Raw records:
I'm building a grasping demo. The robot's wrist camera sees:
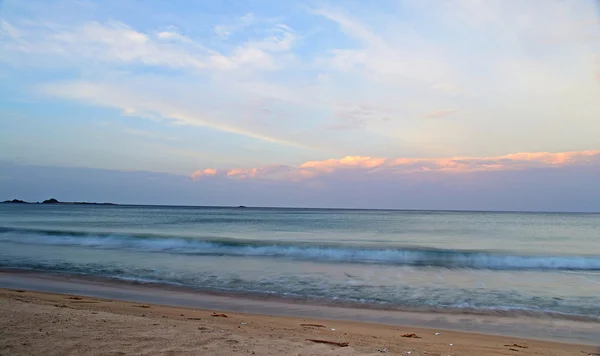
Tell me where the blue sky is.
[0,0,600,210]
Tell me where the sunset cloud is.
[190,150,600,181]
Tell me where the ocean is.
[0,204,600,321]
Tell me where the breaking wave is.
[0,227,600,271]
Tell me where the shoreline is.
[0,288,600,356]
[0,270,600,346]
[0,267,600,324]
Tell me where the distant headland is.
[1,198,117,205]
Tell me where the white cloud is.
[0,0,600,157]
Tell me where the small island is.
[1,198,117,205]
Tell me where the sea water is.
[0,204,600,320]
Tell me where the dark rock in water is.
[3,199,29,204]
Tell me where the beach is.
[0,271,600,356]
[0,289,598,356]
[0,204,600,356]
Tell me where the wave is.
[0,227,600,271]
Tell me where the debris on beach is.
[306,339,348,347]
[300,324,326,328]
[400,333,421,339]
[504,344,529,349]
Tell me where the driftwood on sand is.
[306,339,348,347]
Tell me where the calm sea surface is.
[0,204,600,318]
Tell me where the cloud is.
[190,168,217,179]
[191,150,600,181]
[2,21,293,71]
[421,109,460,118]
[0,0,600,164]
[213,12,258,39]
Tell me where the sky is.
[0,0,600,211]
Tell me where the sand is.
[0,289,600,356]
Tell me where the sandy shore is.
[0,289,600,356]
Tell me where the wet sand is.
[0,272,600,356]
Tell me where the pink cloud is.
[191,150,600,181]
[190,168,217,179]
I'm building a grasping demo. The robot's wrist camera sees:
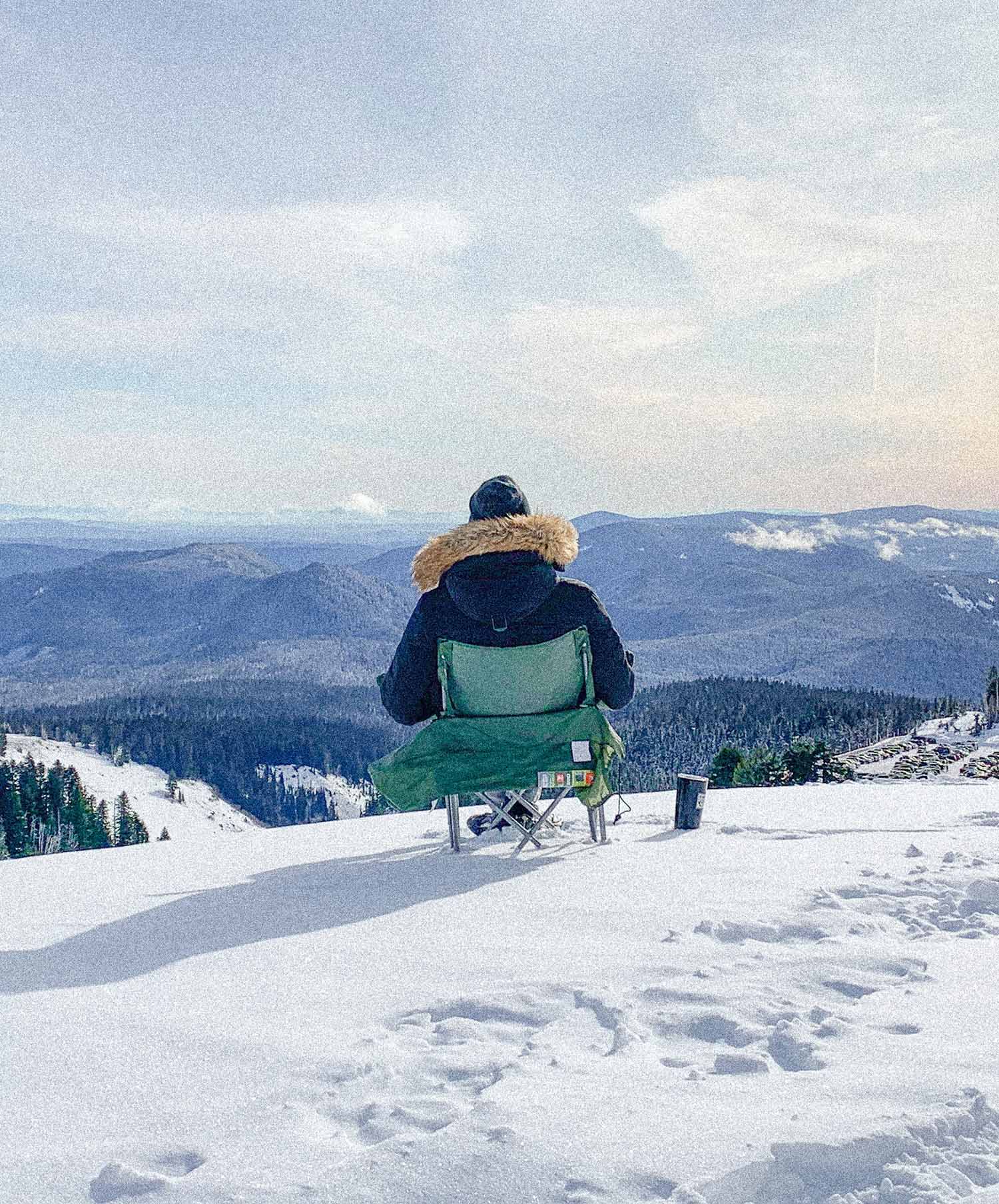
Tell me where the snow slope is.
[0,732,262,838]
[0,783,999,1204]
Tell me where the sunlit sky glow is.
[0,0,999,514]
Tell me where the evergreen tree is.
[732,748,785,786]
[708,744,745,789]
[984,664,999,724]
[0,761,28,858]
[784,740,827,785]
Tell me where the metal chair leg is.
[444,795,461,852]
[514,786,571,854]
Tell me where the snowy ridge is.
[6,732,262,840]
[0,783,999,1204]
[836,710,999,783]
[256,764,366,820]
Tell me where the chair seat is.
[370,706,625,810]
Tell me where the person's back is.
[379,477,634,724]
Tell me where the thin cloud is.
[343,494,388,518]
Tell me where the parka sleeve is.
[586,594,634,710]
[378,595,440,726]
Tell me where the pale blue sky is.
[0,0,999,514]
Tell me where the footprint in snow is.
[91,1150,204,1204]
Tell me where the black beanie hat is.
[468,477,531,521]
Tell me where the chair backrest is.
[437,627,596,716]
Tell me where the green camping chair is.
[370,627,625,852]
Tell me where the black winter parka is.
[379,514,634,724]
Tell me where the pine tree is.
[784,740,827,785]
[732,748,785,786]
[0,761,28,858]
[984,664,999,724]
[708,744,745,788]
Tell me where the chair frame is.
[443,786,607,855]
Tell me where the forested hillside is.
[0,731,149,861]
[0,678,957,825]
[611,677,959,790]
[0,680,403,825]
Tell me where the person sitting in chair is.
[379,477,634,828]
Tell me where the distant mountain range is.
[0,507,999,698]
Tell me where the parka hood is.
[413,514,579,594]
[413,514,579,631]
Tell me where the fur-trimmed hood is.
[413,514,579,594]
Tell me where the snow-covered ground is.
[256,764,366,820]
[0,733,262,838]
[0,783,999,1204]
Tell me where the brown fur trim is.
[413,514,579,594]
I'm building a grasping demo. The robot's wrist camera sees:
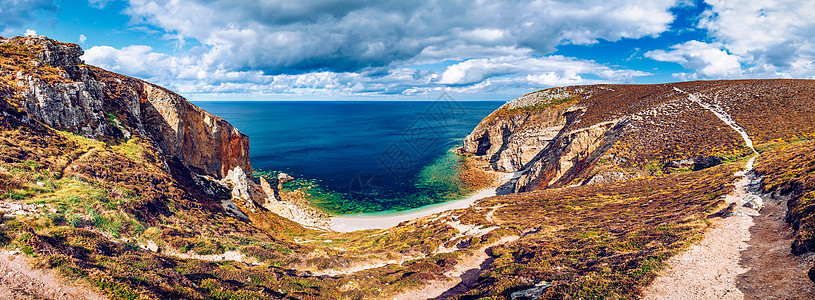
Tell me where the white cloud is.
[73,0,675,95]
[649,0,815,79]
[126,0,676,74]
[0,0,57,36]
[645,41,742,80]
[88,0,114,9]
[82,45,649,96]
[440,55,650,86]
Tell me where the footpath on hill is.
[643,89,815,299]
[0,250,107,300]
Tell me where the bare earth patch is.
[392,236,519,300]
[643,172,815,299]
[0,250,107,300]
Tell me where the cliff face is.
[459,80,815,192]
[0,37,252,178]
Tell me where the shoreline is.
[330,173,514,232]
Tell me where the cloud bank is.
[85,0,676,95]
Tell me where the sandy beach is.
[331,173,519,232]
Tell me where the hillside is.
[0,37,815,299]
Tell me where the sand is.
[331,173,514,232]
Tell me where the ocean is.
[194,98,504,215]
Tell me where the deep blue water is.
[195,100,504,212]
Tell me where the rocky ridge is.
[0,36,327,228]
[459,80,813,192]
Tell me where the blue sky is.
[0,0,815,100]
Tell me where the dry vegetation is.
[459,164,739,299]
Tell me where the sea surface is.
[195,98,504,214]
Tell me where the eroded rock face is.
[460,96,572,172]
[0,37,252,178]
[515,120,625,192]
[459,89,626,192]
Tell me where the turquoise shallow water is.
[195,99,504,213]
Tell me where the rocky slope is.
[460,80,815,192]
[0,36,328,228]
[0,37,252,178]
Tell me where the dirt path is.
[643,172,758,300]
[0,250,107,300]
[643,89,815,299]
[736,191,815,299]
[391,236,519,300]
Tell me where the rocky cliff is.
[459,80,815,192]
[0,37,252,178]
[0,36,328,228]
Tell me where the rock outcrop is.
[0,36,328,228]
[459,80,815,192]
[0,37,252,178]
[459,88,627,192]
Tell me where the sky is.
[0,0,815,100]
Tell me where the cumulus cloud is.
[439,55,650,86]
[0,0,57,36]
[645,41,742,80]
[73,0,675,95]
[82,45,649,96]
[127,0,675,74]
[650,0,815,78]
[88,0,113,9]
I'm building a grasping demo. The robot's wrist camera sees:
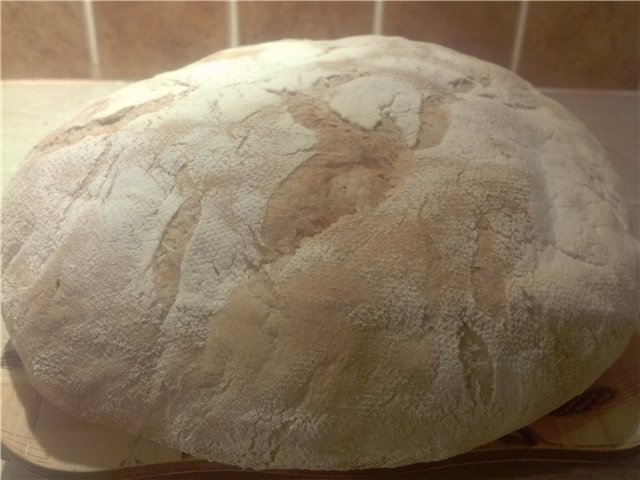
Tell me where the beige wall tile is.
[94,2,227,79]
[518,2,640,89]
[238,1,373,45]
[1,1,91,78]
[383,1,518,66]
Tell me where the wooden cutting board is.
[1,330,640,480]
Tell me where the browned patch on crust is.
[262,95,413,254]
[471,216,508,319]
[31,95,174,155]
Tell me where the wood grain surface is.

▶ Given request: Please repeat every line of the items starting at the line containing "Tell me where the rocky ridge is." and ending at the end of the items, both included, scaling each bounding-box coordinate in the answers by 2.15 and rounding to whole numbers with halves rounded up. Keep all other lines unchanged, give only these lines, and leave the pictures out.

▶ Answer to this task:
Tell me where the rocky ridge is.
[0,77,703,490]
[987,172,1748,413]
Tell me where the blue sky is.
[0,0,1752,215]
Tell me where the dry vegetation is.
[987,353,1589,643]
Tell me where the sea surface is.
[419,211,1084,460]
Tell me where the eroded rock face is.
[989,206,1230,370]
[0,80,542,383]
[1107,258,1344,413]
[987,191,1346,413]
Tell me where the turquoise shallow water is.
[419,213,1084,458]
Tell me where the rocky slope is.
[989,172,1752,413]
[0,77,705,490]
[0,80,542,383]
Tell me where the dirt path is.
[1382,370,1630,645]
[0,538,230,645]
[1382,191,1752,643]
[1582,411,1752,643]
[841,507,1116,645]
Tell me where the rocky cliff is.
[987,172,1752,413]
[0,80,542,383]
[0,77,705,490]
Tell me where the rock outcrop is.
[0,77,705,490]
[987,172,1752,413]
[0,80,542,383]
[987,189,1348,413]
Tell me where the sky is.
[0,0,1752,215]
Tell me where the cumulus cloud is.
[944,118,1398,185]
[0,0,123,77]
[1387,88,1595,172]
[157,0,1451,204]
[176,97,1395,206]
[273,0,1451,159]
[1398,0,1752,168]
[189,0,243,19]
I'm building a grasping demo. The robot's wrist camera sees:
Tell me where the beige wall tile is.
[202,4,488,170]
[1114,4,1376,191]
[512,2,802,97]
[2,2,196,168]
[823,2,1114,142]
Tell me where the wooden cutting board is.
[2,710,1376,1032]
Tell me where the browned patch on crust is.
[563,204,888,546]
[1013,464,1092,686]
[67,204,374,333]
Tell me where the wood grain surface is.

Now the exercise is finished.